#### Data lines:

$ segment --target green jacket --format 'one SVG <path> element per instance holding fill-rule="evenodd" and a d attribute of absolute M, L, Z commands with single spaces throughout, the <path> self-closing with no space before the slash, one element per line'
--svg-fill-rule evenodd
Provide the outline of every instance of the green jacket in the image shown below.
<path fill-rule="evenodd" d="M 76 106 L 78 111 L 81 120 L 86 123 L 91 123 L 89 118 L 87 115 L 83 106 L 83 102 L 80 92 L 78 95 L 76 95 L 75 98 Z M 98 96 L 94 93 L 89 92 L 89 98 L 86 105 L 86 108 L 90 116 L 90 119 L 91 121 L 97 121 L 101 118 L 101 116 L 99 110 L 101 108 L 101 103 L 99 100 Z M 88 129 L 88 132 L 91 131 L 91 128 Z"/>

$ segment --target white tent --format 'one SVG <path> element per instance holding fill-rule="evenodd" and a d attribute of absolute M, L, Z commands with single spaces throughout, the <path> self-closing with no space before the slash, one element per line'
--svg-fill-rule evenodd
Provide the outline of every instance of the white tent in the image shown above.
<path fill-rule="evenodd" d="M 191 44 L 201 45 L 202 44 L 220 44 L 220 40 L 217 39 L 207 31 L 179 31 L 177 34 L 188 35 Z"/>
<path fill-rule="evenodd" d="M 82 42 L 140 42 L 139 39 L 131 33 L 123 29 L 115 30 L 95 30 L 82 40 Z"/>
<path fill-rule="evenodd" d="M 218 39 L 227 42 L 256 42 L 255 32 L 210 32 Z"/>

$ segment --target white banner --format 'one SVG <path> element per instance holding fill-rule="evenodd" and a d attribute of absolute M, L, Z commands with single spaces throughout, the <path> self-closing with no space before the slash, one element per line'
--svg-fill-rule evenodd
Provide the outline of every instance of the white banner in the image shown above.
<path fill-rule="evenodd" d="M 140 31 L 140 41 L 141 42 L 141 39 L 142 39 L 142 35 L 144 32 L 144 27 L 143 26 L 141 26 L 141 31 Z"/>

#### Goal of the exercise:
Print all three records above line for line, without altering any character.

#### Exercise answer:
$ segment --target green jacket --format 'one SVG <path> element per instance holding fill-rule="evenodd" and a d attribute of absolute M, L, Z commands with single spaces throughout, the <path> self-closing with no space before the slash, one element per line'
--svg-fill-rule evenodd
Provide the outline of every instance of the green jacket in the image shown below.
<path fill-rule="evenodd" d="M 76 106 L 78 111 L 81 120 L 86 123 L 91 123 L 89 118 L 87 115 L 83 106 L 83 102 L 80 92 L 78 95 L 76 95 L 75 98 Z M 98 96 L 94 93 L 89 92 L 89 98 L 86 105 L 86 108 L 90 116 L 90 119 L 91 121 L 97 121 L 101 118 L 101 116 L 99 110 L 101 108 L 101 103 L 99 100 Z M 88 129 L 88 132 L 91 131 L 91 128 Z"/>

$ segment --target white tent --format 'one SVG <path> element per instance holding fill-rule="evenodd" and a d attribute of absolute M, L, Z commands with single spaces throughout, the <path> self-closing with no space before the slash, one element per line'
--svg-fill-rule evenodd
Provide the outline of every instance of the white tent in the image shown above.
<path fill-rule="evenodd" d="M 191 44 L 201 45 L 202 44 L 220 44 L 220 40 L 217 39 L 207 31 L 179 31 L 177 34 L 188 35 Z"/>
<path fill-rule="evenodd" d="M 82 42 L 140 42 L 139 39 L 131 33 L 123 29 L 115 30 L 95 30 L 82 40 Z"/>
<path fill-rule="evenodd" d="M 218 39 L 227 42 L 256 42 L 255 32 L 210 32 Z"/>

$ segment --target white banner --format 'one SVG <path> element per instance holding fill-rule="evenodd" and a d attribute of absolute M, L, Z commands with single spaces throughout, the <path> self-closing with no space before the slash, one element per line'
--svg-fill-rule evenodd
Provide the outline of every instance of the white banner in the image shown above.
<path fill-rule="evenodd" d="M 140 31 L 140 41 L 141 42 L 141 39 L 142 39 L 142 35 L 144 32 L 144 27 L 143 26 L 141 26 L 141 31 Z"/>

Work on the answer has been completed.